───── Input

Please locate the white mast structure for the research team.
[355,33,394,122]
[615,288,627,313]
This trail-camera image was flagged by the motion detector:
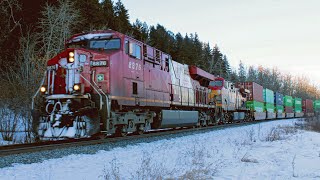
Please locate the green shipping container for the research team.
[313,100,320,112]
[263,89,274,104]
[265,103,274,112]
[246,101,264,112]
[283,96,293,107]
[293,98,302,113]
[276,105,284,113]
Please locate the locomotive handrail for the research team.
[31,71,47,110]
[92,71,111,131]
[80,74,102,110]
[93,72,111,118]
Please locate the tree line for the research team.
[0,0,320,138]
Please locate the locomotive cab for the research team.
[32,31,124,139]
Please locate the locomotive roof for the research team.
[189,65,215,81]
[66,30,121,43]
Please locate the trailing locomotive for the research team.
[32,30,316,138]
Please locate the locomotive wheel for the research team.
[200,121,207,127]
[115,125,128,137]
[135,124,144,135]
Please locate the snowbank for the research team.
[0,120,320,179]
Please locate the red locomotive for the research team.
[32,30,312,139]
[33,30,225,138]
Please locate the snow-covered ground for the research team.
[0,120,320,180]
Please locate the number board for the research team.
[90,60,108,67]
[97,74,104,82]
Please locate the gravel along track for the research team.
[0,120,298,168]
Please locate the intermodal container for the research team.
[284,106,293,113]
[302,99,313,113]
[276,105,284,113]
[283,96,293,107]
[246,101,264,112]
[313,100,320,112]
[263,89,274,104]
[265,103,275,113]
[274,92,283,105]
[237,82,264,102]
[293,98,302,113]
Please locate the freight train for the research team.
[32,30,320,139]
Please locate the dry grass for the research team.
[305,115,320,132]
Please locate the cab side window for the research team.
[125,41,141,59]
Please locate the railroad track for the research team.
[0,119,298,157]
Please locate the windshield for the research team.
[67,41,88,48]
[209,81,223,87]
[90,39,120,50]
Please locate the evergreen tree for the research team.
[73,0,105,33]
[221,55,231,79]
[202,43,212,72]
[132,19,149,43]
[114,0,131,33]
[171,33,183,62]
[210,45,223,76]
[238,61,247,82]
[101,0,116,29]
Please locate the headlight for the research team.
[68,52,74,63]
[69,52,74,58]
[69,58,74,63]
[40,86,47,93]
[73,84,80,91]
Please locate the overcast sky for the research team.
[122,0,320,85]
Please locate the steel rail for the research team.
[0,118,301,157]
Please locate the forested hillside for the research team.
[0,0,320,116]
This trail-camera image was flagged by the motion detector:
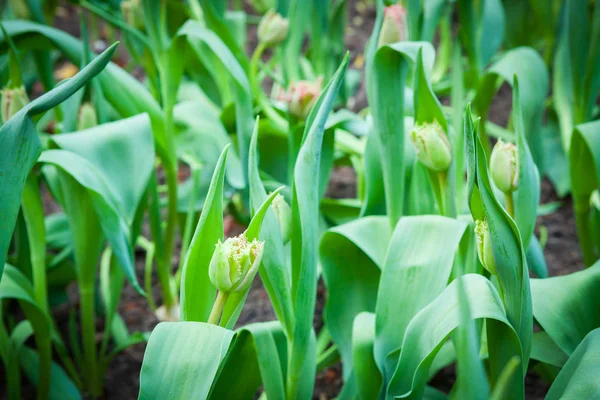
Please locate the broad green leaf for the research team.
[19,347,81,400]
[40,115,154,292]
[220,187,283,328]
[386,274,523,399]
[0,41,116,278]
[352,312,380,399]
[531,263,600,355]
[248,123,295,334]
[375,215,467,382]
[473,47,549,172]
[180,146,229,322]
[0,264,52,398]
[512,75,540,248]
[367,41,435,227]
[138,322,234,400]
[319,216,391,390]
[546,329,600,400]
[210,321,287,400]
[286,55,349,396]
[465,107,533,397]
[569,121,600,266]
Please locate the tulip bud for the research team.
[411,121,452,172]
[121,0,145,30]
[249,0,275,14]
[77,103,98,131]
[208,233,264,293]
[273,194,292,243]
[490,140,519,193]
[279,78,323,119]
[257,10,289,47]
[8,0,31,19]
[377,4,408,47]
[0,86,29,122]
[475,220,496,275]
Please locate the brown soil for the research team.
[0,0,582,399]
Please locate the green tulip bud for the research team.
[121,0,146,30]
[490,140,519,193]
[0,86,29,122]
[278,78,323,119]
[208,233,264,293]
[377,4,408,47]
[411,121,452,172]
[249,0,275,14]
[8,0,31,19]
[77,103,98,131]
[273,194,292,243]
[257,10,289,47]
[475,220,496,275]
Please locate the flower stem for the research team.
[504,192,515,218]
[208,291,229,325]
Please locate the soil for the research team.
[0,0,582,400]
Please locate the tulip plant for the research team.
[0,0,600,400]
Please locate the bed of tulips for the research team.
[0,0,600,400]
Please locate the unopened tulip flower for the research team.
[208,233,264,293]
[377,4,408,47]
[490,140,519,193]
[411,121,452,172]
[257,10,289,47]
[77,103,98,131]
[475,220,496,275]
[0,86,29,122]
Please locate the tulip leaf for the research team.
[465,107,533,397]
[546,328,600,400]
[180,145,229,322]
[319,216,391,391]
[40,115,154,292]
[531,263,600,355]
[513,75,540,248]
[138,322,234,400]
[286,54,349,395]
[0,41,116,278]
[387,274,522,398]
[375,215,467,382]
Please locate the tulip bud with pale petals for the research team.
[410,121,452,172]
[208,233,264,293]
[490,140,519,193]
[0,86,29,122]
[475,220,496,275]
[377,4,408,47]
[257,10,289,47]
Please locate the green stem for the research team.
[435,172,448,216]
[574,201,598,267]
[504,192,515,219]
[208,291,229,325]
[79,282,101,399]
[175,166,200,293]
[250,42,289,132]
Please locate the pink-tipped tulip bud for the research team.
[121,0,145,30]
[257,10,289,47]
[490,140,519,193]
[0,86,29,122]
[410,121,452,172]
[475,220,496,275]
[279,78,323,119]
[77,103,98,131]
[377,4,408,47]
[208,233,264,293]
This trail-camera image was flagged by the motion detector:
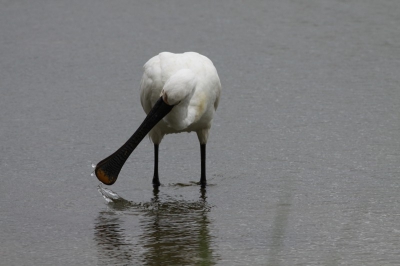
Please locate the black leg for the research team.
[200,144,207,187]
[153,144,161,188]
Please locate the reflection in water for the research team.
[267,182,292,266]
[94,211,133,265]
[95,188,216,265]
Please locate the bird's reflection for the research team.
[95,189,216,265]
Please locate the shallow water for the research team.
[0,0,400,265]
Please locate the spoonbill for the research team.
[95,52,221,188]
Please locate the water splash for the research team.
[97,185,122,203]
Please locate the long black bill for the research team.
[94,97,173,185]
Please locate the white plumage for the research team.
[140,52,221,144]
[95,52,221,187]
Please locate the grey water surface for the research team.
[0,0,400,265]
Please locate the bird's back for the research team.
[140,52,221,113]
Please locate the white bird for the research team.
[95,52,221,187]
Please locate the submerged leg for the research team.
[200,144,207,187]
[153,144,161,188]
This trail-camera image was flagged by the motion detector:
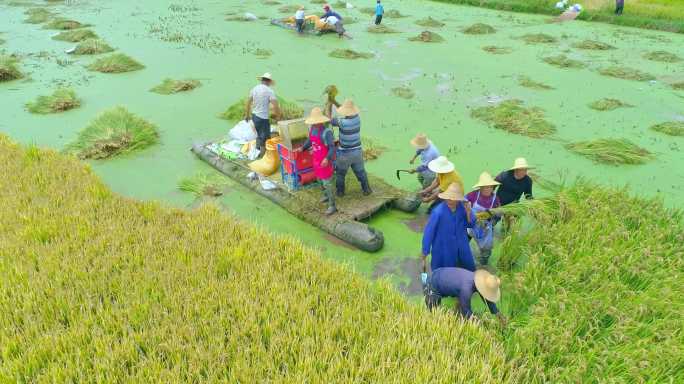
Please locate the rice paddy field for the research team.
[0,0,684,383]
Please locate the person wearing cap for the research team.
[495,157,532,206]
[304,107,337,216]
[466,172,501,265]
[409,133,439,188]
[421,183,475,272]
[420,156,463,213]
[245,72,281,158]
[327,99,373,197]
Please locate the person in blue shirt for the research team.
[421,183,477,272]
[375,0,385,25]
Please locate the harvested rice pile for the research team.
[543,55,587,68]
[52,29,98,43]
[87,53,145,73]
[65,107,159,159]
[589,98,633,111]
[599,66,655,81]
[461,23,496,35]
[471,100,556,138]
[416,17,446,28]
[409,31,444,43]
[150,79,202,95]
[26,88,81,114]
[651,121,684,136]
[565,139,653,165]
[328,49,373,60]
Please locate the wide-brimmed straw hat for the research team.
[337,99,360,116]
[475,269,501,303]
[428,156,455,173]
[411,133,430,149]
[437,183,465,201]
[304,107,330,125]
[473,172,501,189]
[511,157,534,170]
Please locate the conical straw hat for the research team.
[411,133,430,149]
[475,269,501,303]
[473,172,501,189]
[304,107,330,125]
[337,99,359,116]
[437,183,465,201]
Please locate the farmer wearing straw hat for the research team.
[245,72,281,158]
[496,157,532,206]
[328,99,373,197]
[421,183,475,272]
[466,172,501,265]
[409,133,439,188]
[304,107,337,216]
[420,156,463,213]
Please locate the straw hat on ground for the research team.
[473,172,501,189]
[475,269,501,303]
[304,107,330,125]
[437,183,465,201]
[428,156,455,173]
[337,99,360,116]
[411,133,430,149]
[511,157,534,171]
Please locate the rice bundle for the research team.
[26,88,81,114]
[471,100,556,138]
[565,139,653,165]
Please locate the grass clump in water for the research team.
[461,23,496,35]
[416,16,446,28]
[644,51,682,63]
[572,40,615,51]
[52,29,98,43]
[471,100,556,138]
[88,53,145,73]
[0,54,24,82]
[599,66,655,81]
[328,49,373,60]
[651,121,684,136]
[150,79,202,95]
[542,55,587,69]
[589,98,633,111]
[409,31,444,43]
[565,139,653,165]
[26,88,81,114]
[65,107,159,159]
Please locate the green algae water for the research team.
[0,0,684,293]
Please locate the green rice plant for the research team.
[471,100,556,138]
[178,172,228,197]
[150,79,202,95]
[589,98,633,111]
[572,39,615,51]
[219,96,304,123]
[409,31,444,43]
[52,29,98,43]
[565,139,653,165]
[71,39,114,55]
[0,135,520,384]
[87,53,145,73]
[0,54,24,82]
[651,121,684,136]
[416,16,446,28]
[65,107,159,160]
[518,76,555,91]
[644,51,682,63]
[599,66,655,81]
[542,55,587,68]
[461,23,496,35]
[26,88,81,114]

──────────

- [Task goal]:
Copy, word for word, the lines of the listing from the line with "Please locate the tulip bud for" to the line with "[0,0,582,400]", including both of those lines.

- [Task answer]:
Please locate the tulip bud for the research team.
[411,121,452,172]
[121,0,145,30]
[249,0,275,14]
[77,103,98,131]
[208,233,264,293]
[273,194,292,243]
[490,140,519,193]
[279,78,323,119]
[257,10,289,47]
[8,0,31,19]
[377,4,408,47]
[0,86,29,122]
[475,220,496,275]
Please locate the brown soil for the research team.
[0,0,582,399]
Please locate the green tulip bud for the research team.
[121,0,146,30]
[490,140,519,193]
[0,86,29,122]
[278,78,323,119]
[208,233,264,293]
[377,4,408,47]
[411,121,452,172]
[249,0,275,14]
[8,0,31,19]
[77,103,98,131]
[273,194,292,243]
[257,10,289,47]
[475,220,496,275]
Please locate the flower stem for the research team.
[504,192,515,218]
[208,291,229,325]
Please locate the soil for the research team.
[0,0,582,400]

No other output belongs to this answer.